*Selected extract*:

##########

You might think site were idiots. We couldn't possibly comment.
A few splashes?
So our company does environmental monitoring systems, amongst other stuff. We had an entertaining time a year or three back in central london when one of our sites had a bit of a problem with water. We were only paid to record and monitor, not to tell anyone, so these made fun reading back on the monday.
B3 leak detection alert
Tank 1 overspill alert.
Tank 2 overspill alert
Sump pump 1 failed.
Sump pump 2 failed.
B2 Leak detection alert
all hell breaks loose with alerts of all sorts
all alerts stop
Night shift guard is heading through basement on patrols and notices floor is an inch deep in water, and the steps down have vanished.
Starts frantically calling everyone.
It is determined that the taps are controlled from an area two floors down. Underwater.
Fire brigade turns up to assist, soon determines that water is lapping at the plinth of the local substation in the basement. Phones electric company hotline.
According to our contact the call went something along the lines of :
"Turn off the substation at xxx"
"Are you crazy, that powers safety critical traffic lights and half of regent street and soho, not happening"
"Turn it off, or in ten minutes I'll make it go off with my axe, or in half an hour the water will make it explode, I'll put the fire out, and it will still be off"
"oh. um. I need to speak to ... "
<2 min later power goes off>
"Erm, it should be off"
Turned out that a 6bar mains head had sheared off in the basement, so the normal firetrucks couldn't keep up with demand - they had to bring in a serious pump truck at £1000/hr, which they made our contact sign off for on the basis that he knew why they were there. Took em some 14 hours to pump the basements dry after cutting off water supply to the area.
Our kit turned out to have been sending alerts for nearly three hours while underwater, which we reckoned was a pretty good stress test.

##########

*Data section*:
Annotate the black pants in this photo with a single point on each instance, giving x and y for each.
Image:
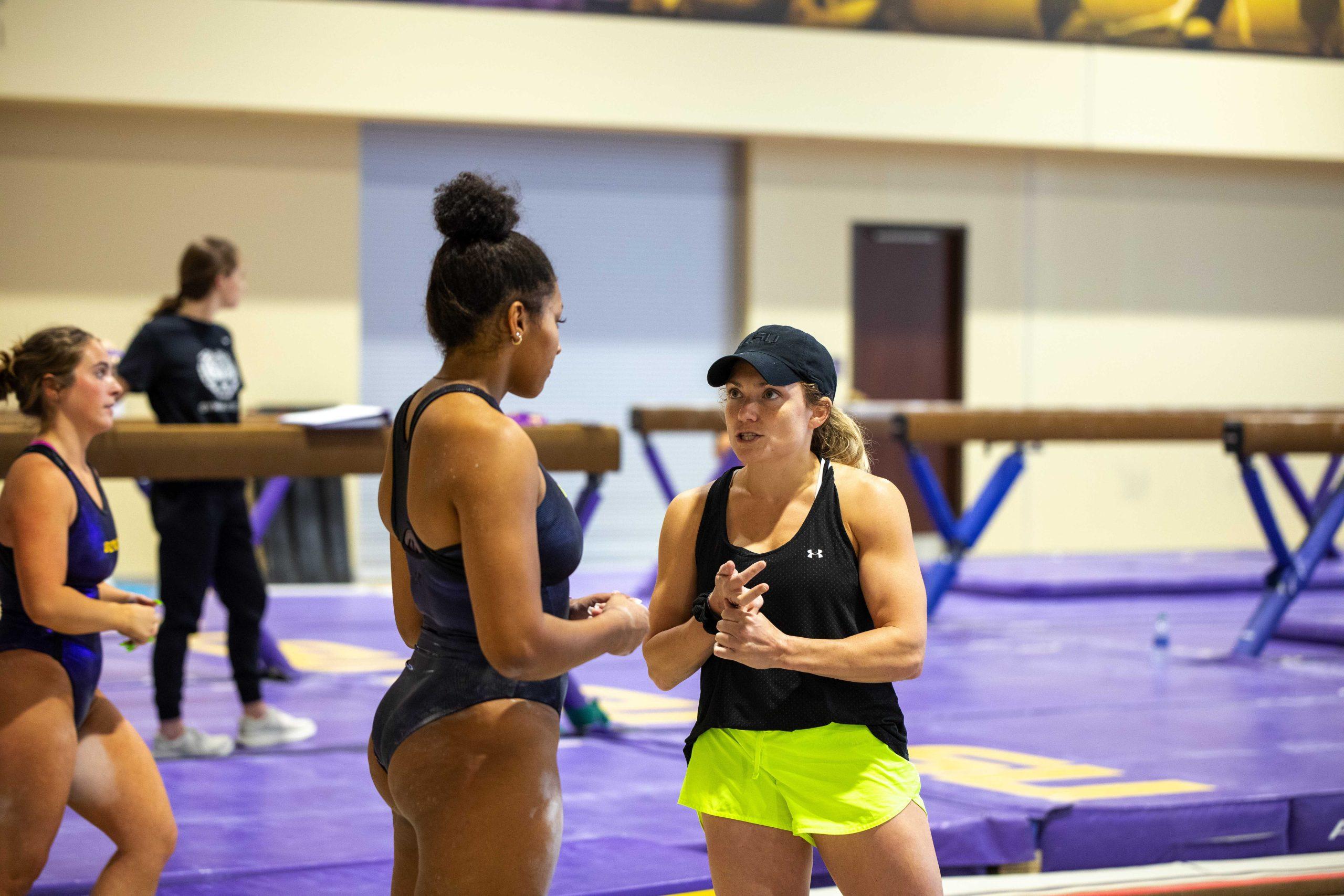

##########

*Job A*: Reproduce the stretch of the flooded-basement story from "B2 Leak detection" through "frantically calling everyone.".
*Job B*: According to the flooded-basement story, how long did it take to pump the basements dry?

*Result A*:
B2 Leak detection alert
all hell breaks loose with alerts of all sorts
all alerts stop
Night shift guard is heading through basement on patrols and notices floor is an inch deep in water, and the steps down have vanished.
Starts frantically calling everyone.

*Result B*: Some 14 hours, after the water supply to the area was cut off.